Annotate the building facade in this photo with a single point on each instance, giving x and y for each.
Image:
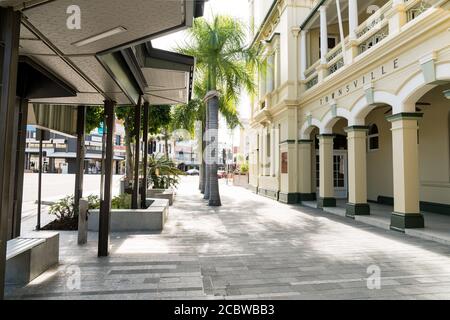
(353, 104)
(60, 152)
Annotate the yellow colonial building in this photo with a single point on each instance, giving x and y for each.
(354, 105)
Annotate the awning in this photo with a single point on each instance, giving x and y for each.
(95, 60)
(168, 75)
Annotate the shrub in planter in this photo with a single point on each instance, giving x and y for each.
(122, 201)
(244, 168)
(64, 211)
(163, 173)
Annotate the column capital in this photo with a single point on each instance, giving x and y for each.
(447, 94)
(404, 116)
(326, 136)
(323, 8)
(356, 128)
(296, 31)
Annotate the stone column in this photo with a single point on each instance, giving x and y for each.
(323, 34)
(326, 190)
(322, 69)
(267, 151)
(397, 16)
(270, 74)
(357, 171)
(353, 18)
(272, 150)
(305, 170)
(405, 158)
(303, 55)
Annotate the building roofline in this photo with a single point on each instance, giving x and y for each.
(264, 20)
(302, 26)
(312, 13)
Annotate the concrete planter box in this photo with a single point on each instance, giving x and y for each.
(127, 220)
(168, 194)
(241, 180)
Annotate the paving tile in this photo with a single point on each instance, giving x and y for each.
(250, 248)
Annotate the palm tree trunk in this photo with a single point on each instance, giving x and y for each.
(213, 119)
(207, 154)
(166, 143)
(202, 159)
(129, 158)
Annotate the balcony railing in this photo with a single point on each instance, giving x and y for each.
(368, 35)
(415, 8)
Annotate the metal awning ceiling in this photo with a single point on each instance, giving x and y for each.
(168, 76)
(95, 60)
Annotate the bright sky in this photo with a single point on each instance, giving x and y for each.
(234, 8)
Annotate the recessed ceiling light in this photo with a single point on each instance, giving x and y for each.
(100, 36)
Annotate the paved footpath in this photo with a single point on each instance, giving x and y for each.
(250, 248)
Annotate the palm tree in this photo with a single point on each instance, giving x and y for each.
(227, 65)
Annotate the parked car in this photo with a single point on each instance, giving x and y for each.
(193, 172)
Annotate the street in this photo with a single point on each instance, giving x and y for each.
(54, 187)
(250, 248)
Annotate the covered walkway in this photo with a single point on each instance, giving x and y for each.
(437, 226)
(250, 248)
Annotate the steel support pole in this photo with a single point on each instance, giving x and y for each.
(41, 159)
(105, 204)
(145, 158)
(137, 131)
(79, 177)
(20, 167)
(9, 55)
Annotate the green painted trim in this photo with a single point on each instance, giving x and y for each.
(307, 197)
(385, 200)
(327, 135)
(326, 202)
(289, 198)
(402, 221)
(288, 142)
(268, 193)
(357, 209)
(405, 116)
(253, 188)
(356, 128)
(433, 207)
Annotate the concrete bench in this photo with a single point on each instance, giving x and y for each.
(128, 220)
(168, 194)
(29, 256)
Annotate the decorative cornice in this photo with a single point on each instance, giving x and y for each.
(405, 116)
(356, 128)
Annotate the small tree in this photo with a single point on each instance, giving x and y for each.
(126, 114)
(160, 117)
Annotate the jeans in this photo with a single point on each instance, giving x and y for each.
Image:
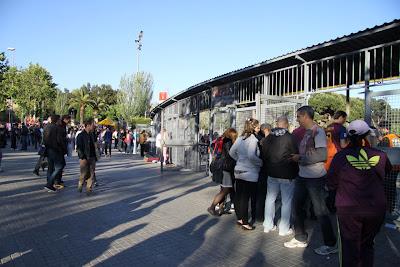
(107, 146)
(286, 187)
(314, 187)
(244, 192)
(56, 164)
(24, 142)
(87, 173)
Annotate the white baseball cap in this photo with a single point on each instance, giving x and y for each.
(358, 127)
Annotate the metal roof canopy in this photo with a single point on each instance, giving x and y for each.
(377, 35)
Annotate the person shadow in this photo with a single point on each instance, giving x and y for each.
(169, 248)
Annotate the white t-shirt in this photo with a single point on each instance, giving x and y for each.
(315, 170)
(158, 140)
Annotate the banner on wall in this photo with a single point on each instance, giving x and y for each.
(222, 95)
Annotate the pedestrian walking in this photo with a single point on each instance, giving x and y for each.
(246, 152)
(55, 149)
(86, 148)
(356, 174)
(226, 187)
(277, 150)
(311, 181)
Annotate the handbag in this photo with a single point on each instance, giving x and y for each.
(216, 169)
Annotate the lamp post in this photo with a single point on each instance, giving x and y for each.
(138, 41)
(12, 50)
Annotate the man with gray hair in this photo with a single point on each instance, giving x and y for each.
(310, 182)
(277, 151)
(265, 130)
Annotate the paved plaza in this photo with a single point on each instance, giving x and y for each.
(138, 217)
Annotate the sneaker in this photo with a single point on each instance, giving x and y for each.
(326, 250)
(287, 233)
(50, 189)
(270, 230)
(294, 243)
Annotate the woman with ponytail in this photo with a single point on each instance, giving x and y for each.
(357, 174)
(248, 163)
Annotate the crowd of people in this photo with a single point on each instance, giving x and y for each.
(308, 172)
(316, 172)
(56, 138)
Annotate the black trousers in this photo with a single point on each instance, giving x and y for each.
(260, 199)
(107, 146)
(357, 234)
(313, 187)
(244, 192)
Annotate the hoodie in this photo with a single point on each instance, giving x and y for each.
(276, 152)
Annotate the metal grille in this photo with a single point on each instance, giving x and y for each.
(386, 113)
(242, 116)
(221, 122)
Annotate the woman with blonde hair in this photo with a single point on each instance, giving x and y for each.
(229, 137)
(248, 163)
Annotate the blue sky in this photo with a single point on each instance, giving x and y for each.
(184, 42)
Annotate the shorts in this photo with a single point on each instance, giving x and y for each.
(226, 179)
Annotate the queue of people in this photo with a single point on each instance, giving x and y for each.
(331, 170)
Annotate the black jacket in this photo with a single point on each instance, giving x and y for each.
(229, 162)
(83, 145)
(276, 150)
(53, 138)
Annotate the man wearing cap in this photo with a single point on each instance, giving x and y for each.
(357, 174)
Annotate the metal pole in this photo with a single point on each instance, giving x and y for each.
• • • • • • •
• _Problem requirements_
Output the line holding "Annotate the shorts", then every later line through the end of the records above, exactly as given and nothing else.

• _Completed task_
Annotate the shorts in this photo with a single point on each instance, giving x and y for each.
(226, 179)
Annotate the queue of people in this photo with a single point on each instance, giving x and y for each.
(331, 170)
Annotate the black jacket in this photo with a single point on each instance, giving x and y for each.
(229, 162)
(83, 145)
(276, 150)
(53, 138)
Annotate the man wearing cap in this photo with a single point on each instance, giving x and y for each.
(357, 174)
Annotate the metal pole in this photo with a single point on each instance, giving x and y for each.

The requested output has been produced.